§ Problem to solve
Reproduce word for word the lines below, starting with the line that contains "of the forehead" and continuing through the final line, including both.

** Begin Input records **

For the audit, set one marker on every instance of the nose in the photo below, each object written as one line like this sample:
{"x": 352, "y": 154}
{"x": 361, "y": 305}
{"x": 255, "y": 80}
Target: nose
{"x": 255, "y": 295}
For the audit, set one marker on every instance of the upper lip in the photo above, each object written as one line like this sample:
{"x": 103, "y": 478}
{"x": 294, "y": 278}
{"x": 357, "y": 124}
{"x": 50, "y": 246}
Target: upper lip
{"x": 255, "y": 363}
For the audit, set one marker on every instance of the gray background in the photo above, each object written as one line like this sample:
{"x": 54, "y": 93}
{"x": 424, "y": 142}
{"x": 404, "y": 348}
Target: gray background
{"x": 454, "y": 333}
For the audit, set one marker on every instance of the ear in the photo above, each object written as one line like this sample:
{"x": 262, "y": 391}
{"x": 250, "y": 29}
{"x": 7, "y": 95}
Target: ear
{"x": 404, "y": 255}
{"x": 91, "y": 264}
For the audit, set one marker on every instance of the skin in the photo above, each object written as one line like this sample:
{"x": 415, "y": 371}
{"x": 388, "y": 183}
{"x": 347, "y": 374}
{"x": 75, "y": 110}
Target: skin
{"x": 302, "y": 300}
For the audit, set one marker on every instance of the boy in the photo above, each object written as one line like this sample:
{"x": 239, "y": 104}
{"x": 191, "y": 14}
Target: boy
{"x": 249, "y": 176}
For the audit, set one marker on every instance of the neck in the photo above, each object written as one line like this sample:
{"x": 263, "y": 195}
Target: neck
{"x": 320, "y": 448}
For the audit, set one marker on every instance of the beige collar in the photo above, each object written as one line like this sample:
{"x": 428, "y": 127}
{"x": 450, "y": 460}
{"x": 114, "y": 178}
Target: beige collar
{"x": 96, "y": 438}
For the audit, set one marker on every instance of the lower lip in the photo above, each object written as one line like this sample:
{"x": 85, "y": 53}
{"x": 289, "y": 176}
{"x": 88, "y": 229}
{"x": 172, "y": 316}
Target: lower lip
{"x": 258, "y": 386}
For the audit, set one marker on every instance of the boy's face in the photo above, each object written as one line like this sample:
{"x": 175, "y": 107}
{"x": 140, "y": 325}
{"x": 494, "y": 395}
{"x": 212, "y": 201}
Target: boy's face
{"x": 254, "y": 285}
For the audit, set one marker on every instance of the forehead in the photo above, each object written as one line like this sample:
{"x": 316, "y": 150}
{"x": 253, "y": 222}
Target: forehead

** End Input records **

§ Response for this exercise
For the audit, set one marker on every instance of the forehead in the photo above, each object written as one line like this sample:
{"x": 316, "y": 150}
{"x": 253, "y": 222}
Target: forehead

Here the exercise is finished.